To be done. Pull out and copy each line below that contains the string "shirt". Case counts, so only an identical match of capital and lowercase letters qualifies.
## BEGIN
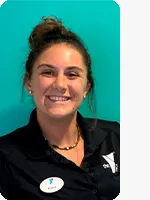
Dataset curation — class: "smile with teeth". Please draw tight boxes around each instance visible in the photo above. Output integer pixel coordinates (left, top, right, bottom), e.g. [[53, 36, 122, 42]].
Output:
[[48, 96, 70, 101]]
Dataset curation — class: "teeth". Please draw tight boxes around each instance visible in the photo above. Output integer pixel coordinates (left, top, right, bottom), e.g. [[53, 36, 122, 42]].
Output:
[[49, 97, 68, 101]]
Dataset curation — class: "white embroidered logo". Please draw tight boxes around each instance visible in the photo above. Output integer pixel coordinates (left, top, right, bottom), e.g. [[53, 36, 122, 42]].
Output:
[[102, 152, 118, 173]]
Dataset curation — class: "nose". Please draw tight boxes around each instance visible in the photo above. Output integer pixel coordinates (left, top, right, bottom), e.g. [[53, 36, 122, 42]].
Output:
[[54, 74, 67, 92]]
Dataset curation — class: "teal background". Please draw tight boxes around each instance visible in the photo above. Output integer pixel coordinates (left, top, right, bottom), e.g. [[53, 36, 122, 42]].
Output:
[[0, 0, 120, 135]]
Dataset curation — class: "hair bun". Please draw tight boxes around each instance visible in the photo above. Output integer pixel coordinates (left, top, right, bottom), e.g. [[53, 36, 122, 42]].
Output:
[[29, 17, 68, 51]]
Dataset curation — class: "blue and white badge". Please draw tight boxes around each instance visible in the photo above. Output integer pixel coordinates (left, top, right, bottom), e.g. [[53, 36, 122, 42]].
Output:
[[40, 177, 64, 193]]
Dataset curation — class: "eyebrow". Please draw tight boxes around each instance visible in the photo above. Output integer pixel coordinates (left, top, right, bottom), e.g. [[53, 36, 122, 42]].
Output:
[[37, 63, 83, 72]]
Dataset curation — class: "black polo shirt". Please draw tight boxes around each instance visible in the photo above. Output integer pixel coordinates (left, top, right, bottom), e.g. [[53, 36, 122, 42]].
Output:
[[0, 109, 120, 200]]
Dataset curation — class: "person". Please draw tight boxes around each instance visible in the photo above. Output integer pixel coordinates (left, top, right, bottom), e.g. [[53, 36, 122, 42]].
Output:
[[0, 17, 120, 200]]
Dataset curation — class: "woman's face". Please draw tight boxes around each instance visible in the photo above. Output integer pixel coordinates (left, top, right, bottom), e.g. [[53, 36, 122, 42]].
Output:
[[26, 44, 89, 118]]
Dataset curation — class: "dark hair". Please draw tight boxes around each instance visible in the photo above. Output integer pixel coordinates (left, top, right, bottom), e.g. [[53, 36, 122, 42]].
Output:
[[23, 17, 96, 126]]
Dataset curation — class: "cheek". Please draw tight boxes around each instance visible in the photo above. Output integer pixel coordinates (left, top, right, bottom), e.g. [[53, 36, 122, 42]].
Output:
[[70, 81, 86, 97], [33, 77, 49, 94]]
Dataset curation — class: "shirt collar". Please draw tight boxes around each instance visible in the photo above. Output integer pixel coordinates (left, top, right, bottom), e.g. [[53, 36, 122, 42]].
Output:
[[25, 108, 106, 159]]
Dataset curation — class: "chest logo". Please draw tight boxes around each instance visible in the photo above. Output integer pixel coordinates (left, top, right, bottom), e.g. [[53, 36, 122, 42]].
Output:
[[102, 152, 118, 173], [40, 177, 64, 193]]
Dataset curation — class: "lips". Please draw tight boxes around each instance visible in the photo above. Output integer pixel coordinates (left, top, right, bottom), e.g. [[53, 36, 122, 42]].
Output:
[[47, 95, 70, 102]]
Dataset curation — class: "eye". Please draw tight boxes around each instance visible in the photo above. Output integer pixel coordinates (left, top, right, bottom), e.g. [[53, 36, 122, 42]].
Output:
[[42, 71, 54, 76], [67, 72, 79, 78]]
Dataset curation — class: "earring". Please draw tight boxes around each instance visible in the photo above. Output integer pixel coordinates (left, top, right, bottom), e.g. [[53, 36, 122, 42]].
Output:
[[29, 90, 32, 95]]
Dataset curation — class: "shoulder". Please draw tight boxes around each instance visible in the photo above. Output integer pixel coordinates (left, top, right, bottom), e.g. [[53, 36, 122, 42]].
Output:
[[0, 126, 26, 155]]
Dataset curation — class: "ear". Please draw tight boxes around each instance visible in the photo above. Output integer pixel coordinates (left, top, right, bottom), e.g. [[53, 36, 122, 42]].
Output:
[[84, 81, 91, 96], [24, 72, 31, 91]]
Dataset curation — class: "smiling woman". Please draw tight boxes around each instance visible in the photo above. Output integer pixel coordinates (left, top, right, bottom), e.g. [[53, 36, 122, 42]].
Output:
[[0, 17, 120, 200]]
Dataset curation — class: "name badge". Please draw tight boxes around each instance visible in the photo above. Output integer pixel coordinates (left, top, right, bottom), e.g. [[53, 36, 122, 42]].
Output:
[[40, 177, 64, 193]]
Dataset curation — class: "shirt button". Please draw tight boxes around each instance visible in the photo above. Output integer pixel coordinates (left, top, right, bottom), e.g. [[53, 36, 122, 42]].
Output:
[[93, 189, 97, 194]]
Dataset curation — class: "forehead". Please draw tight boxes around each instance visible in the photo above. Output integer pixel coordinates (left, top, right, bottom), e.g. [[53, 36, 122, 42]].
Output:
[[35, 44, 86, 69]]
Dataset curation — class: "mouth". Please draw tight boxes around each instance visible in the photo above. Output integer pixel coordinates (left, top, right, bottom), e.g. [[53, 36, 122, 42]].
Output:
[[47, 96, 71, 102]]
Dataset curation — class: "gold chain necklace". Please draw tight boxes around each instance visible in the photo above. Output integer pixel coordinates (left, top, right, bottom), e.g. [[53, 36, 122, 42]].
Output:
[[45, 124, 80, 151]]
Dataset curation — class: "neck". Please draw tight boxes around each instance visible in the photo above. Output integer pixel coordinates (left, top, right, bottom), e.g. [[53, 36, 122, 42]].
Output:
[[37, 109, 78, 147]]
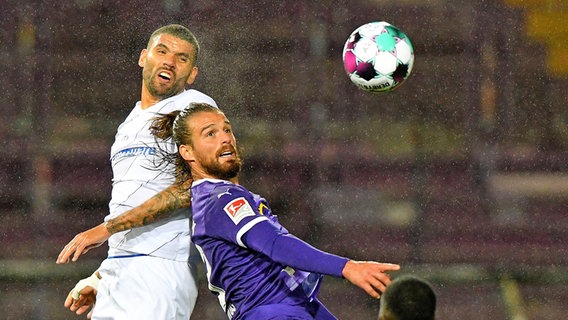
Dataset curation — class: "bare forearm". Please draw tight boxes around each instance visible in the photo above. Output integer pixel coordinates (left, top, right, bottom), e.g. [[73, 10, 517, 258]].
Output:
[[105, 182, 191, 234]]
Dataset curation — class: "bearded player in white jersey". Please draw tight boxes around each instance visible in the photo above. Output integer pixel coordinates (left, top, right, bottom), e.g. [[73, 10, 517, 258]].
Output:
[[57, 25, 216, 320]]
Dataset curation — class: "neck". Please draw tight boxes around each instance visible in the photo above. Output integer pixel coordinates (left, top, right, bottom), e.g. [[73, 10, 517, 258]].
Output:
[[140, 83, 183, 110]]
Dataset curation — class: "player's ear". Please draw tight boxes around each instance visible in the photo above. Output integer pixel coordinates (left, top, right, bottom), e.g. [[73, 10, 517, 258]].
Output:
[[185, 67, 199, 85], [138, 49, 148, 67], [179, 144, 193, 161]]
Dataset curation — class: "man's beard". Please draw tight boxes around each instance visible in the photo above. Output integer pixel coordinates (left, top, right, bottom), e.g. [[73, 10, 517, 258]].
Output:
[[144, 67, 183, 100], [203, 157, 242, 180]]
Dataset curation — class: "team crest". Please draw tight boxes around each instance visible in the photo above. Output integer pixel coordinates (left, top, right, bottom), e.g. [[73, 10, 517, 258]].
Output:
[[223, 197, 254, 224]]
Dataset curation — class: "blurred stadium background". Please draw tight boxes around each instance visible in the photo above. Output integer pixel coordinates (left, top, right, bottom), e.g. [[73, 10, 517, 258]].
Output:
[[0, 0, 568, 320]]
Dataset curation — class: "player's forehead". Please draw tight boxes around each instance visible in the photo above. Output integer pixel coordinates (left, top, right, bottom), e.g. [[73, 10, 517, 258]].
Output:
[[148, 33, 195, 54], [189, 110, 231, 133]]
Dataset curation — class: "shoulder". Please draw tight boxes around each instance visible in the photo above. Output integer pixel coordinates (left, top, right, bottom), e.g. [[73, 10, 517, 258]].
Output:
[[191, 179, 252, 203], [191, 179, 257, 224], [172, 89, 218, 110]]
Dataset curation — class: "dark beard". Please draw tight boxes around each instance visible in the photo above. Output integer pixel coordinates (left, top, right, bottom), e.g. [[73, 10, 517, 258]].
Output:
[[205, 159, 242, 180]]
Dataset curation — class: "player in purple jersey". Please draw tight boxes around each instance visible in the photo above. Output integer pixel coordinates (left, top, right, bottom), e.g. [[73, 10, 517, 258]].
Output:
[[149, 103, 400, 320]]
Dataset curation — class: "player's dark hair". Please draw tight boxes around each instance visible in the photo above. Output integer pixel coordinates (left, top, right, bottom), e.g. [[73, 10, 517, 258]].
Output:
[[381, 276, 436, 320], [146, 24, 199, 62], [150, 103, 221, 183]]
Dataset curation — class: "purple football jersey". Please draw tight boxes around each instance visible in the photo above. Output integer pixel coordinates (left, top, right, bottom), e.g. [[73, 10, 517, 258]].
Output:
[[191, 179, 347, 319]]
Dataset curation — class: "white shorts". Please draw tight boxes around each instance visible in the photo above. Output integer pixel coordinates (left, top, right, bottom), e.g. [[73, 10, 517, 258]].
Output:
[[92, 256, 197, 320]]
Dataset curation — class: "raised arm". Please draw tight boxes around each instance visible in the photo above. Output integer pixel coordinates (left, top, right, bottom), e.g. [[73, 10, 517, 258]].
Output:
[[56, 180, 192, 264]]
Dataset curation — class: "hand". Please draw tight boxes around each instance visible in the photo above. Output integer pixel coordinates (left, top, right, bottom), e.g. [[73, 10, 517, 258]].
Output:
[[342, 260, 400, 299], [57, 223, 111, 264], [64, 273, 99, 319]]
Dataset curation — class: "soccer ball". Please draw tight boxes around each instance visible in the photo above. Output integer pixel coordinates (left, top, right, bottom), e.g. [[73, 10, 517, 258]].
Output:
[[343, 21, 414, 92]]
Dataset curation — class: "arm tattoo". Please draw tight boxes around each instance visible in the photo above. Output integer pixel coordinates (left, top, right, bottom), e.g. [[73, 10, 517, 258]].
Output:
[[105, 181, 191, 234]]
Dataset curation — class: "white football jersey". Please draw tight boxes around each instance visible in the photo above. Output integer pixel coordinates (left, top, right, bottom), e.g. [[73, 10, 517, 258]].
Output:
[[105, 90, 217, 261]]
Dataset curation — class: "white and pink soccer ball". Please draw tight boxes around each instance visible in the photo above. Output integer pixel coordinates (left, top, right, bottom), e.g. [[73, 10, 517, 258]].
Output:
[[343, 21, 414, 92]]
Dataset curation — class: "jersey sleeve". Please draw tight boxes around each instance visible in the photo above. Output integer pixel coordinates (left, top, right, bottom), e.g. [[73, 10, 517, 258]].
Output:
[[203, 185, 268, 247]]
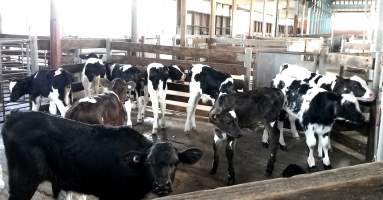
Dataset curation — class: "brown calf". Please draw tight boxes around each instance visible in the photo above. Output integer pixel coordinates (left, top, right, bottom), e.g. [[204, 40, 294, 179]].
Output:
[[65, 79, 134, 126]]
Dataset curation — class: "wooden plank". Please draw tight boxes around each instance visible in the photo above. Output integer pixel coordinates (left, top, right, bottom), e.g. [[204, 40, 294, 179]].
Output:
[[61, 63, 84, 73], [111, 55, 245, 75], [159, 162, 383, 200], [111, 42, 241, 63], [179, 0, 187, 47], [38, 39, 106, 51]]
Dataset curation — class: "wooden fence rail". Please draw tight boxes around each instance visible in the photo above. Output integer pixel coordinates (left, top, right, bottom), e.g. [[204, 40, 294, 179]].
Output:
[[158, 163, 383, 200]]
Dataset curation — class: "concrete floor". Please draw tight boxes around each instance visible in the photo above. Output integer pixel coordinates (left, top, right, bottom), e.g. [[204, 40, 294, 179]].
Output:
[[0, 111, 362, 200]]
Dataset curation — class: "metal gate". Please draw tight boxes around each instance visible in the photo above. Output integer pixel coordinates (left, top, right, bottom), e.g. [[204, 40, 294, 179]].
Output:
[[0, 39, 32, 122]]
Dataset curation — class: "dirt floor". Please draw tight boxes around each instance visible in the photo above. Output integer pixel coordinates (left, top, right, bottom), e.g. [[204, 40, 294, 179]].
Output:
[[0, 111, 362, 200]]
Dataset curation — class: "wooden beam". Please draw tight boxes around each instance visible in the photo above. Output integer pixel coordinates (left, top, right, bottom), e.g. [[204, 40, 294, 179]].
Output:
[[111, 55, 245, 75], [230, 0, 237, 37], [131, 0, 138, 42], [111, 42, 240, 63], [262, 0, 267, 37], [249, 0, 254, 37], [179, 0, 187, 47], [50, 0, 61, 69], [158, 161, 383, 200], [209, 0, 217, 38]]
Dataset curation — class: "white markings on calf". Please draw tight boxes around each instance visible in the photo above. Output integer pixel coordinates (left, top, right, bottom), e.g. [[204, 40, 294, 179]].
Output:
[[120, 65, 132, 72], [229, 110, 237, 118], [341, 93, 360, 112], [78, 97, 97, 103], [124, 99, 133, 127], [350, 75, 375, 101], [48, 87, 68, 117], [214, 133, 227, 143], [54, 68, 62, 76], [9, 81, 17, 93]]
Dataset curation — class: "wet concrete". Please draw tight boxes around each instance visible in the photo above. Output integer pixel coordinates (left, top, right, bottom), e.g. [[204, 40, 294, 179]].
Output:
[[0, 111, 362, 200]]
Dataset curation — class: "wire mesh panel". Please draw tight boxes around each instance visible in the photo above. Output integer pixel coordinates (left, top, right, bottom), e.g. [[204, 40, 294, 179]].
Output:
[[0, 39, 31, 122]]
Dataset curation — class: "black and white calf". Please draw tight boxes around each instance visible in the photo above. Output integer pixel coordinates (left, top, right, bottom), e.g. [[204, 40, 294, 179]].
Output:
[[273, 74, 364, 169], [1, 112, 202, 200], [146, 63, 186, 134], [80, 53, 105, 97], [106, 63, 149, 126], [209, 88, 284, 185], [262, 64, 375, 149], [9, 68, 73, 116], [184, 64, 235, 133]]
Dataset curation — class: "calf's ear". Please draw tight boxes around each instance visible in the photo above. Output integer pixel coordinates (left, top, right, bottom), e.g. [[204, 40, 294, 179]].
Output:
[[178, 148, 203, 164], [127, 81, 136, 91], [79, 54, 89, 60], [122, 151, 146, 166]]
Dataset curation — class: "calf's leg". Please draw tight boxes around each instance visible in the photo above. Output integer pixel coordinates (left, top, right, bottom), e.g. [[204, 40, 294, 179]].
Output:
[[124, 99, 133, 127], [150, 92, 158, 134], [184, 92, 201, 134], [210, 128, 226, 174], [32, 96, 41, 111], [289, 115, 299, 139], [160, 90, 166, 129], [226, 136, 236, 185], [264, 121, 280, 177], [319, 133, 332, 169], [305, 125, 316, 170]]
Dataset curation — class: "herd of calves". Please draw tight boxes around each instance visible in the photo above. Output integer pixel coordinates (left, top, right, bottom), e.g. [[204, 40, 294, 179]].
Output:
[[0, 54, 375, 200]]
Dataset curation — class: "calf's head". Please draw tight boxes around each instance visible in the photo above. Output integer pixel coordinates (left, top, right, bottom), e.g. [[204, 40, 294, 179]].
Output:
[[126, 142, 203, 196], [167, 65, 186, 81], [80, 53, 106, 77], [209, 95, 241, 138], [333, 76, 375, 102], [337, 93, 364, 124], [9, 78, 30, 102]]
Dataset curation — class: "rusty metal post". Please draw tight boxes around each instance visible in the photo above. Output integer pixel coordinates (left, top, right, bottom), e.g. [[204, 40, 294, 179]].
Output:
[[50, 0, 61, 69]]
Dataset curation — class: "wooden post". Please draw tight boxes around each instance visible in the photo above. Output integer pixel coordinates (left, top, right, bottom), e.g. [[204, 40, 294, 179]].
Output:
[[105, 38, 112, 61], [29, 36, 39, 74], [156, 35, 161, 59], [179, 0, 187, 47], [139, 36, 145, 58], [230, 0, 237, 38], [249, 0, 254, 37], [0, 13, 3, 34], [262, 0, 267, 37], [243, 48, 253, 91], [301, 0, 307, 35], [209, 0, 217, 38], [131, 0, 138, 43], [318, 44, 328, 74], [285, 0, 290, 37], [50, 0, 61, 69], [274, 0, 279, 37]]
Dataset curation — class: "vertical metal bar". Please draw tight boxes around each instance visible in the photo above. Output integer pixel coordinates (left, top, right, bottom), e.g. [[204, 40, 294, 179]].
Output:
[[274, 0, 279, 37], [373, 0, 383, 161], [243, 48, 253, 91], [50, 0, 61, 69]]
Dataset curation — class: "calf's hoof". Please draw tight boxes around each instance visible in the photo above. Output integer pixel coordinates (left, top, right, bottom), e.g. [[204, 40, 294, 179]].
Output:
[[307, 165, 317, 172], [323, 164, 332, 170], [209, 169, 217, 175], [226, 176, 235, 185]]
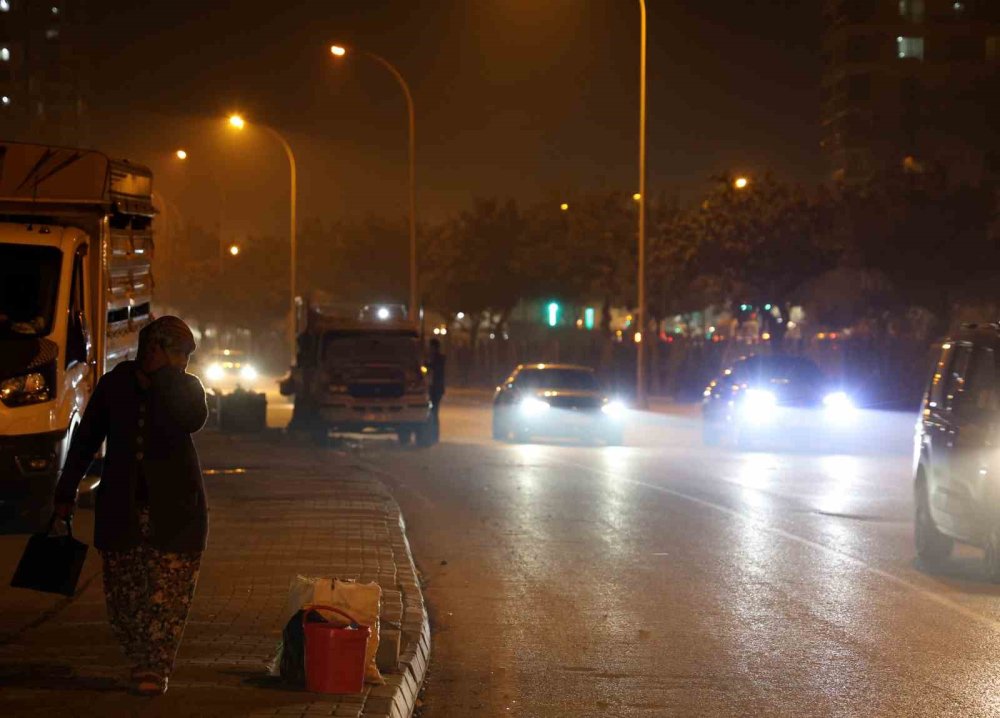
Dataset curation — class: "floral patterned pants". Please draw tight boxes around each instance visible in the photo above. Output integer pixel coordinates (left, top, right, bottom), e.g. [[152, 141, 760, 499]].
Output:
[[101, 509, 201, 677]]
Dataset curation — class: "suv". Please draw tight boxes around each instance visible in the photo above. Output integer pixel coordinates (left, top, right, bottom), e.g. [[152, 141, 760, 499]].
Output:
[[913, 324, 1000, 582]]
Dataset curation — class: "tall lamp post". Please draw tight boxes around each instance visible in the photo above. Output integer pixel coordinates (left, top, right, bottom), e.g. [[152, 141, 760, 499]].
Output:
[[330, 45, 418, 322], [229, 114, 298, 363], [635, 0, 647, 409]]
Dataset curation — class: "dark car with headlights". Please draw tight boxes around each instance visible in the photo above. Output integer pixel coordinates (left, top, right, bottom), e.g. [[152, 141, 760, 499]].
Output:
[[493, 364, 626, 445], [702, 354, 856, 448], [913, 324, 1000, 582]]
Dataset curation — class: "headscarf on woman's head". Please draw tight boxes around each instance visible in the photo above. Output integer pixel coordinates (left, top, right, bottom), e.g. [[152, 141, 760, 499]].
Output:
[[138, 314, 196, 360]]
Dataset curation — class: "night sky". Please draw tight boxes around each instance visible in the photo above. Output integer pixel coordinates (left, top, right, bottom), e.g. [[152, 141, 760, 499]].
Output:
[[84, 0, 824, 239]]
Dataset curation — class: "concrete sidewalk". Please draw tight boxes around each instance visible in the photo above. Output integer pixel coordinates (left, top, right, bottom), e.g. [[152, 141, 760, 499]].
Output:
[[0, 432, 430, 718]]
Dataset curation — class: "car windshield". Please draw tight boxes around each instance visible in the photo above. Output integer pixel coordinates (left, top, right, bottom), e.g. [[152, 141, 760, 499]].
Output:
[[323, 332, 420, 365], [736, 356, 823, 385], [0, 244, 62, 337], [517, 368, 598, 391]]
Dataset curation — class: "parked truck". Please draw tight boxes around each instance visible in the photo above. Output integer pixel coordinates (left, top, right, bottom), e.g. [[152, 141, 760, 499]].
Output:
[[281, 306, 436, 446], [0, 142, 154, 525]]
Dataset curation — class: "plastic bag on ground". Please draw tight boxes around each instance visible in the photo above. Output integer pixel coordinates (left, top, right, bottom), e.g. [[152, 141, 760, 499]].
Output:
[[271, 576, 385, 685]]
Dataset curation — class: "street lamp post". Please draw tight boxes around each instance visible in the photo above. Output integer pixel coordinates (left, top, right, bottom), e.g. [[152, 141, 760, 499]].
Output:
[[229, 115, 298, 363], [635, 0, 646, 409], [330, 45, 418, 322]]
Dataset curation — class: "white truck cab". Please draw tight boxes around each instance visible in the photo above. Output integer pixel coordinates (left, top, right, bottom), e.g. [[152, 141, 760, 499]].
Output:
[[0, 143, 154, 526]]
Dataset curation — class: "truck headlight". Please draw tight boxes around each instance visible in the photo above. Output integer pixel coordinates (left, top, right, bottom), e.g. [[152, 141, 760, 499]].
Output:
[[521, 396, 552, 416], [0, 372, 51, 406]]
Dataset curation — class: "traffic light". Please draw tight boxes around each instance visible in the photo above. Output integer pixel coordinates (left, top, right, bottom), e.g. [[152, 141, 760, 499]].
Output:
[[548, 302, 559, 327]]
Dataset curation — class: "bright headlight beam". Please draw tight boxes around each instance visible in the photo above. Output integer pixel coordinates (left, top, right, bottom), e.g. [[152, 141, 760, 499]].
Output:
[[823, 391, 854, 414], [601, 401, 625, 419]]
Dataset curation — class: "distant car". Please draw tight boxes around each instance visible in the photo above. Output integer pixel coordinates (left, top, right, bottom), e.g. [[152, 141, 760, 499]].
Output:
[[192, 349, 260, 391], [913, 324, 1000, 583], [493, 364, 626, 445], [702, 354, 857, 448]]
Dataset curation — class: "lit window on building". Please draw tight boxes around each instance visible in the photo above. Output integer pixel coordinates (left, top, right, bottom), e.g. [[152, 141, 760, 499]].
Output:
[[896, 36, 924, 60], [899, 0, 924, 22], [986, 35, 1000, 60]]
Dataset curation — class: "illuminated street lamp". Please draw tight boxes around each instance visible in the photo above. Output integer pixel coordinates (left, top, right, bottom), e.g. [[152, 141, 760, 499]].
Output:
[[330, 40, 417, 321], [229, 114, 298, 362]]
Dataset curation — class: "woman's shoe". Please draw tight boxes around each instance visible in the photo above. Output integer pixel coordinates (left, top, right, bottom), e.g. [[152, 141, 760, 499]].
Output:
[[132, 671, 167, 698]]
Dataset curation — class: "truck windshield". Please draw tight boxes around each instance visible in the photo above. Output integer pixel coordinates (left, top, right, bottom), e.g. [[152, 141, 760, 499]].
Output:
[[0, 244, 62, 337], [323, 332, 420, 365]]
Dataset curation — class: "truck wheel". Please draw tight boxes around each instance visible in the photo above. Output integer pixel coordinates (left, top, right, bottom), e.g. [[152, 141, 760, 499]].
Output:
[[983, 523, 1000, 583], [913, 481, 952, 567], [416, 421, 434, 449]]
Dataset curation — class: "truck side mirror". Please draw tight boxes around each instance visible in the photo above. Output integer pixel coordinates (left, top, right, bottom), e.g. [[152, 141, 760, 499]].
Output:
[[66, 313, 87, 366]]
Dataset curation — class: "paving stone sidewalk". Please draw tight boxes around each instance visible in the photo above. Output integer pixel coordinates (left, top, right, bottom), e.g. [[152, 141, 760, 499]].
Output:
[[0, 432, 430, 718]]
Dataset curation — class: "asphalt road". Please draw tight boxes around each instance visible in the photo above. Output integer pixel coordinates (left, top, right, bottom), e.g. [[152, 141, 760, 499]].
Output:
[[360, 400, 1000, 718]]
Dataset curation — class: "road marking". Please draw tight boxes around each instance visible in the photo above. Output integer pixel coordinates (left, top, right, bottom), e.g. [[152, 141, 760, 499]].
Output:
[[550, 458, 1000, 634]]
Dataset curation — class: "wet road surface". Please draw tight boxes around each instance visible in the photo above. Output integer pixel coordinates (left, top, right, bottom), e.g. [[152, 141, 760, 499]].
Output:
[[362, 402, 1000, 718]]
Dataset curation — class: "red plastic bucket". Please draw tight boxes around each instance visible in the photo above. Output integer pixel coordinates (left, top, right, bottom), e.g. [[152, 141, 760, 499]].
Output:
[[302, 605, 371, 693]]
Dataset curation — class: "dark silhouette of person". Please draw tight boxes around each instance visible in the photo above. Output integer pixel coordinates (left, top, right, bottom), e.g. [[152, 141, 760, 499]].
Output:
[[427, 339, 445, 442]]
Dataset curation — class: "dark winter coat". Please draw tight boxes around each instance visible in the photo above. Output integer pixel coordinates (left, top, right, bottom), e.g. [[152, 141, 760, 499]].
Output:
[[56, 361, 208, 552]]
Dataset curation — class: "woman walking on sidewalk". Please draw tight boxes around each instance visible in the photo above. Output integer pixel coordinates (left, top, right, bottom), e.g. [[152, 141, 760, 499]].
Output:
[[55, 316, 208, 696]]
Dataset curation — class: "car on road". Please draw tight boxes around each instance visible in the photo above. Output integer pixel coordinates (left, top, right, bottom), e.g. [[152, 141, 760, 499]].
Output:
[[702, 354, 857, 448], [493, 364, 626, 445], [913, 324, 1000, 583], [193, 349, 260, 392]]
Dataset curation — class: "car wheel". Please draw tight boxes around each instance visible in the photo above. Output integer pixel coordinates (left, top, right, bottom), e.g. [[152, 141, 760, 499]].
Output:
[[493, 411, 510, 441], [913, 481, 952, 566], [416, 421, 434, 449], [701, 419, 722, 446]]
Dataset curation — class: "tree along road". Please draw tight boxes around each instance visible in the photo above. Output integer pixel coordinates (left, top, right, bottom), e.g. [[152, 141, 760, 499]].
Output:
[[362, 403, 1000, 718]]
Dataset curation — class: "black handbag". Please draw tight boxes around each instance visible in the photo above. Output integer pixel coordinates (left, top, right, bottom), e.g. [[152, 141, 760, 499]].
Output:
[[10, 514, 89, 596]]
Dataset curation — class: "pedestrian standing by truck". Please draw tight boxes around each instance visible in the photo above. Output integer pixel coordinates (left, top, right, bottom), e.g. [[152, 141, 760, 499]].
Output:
## END
Correct output.
Dataset curation — class: "black polo shirt". Please draw tight boxes around each instance visible in the photo above. Output integer pixel coordinates (left, top, right, bottom), e.g. [[53, 36, 122, 42]].
Dataset curation — class: "shirt collar". Please draw tight boxes around each instance visible in the photo above. Output integer pixel coordinates (left, top, right, bottom), e.g. [[53, 36, 122, 42]].
Dataset curation — class: "shirt button". Please draw tight boxes around each instance visible in the photo above. Output integer pixel coordinates (left, top, right, bottom), e.g. [[53, 36, 122, 42]].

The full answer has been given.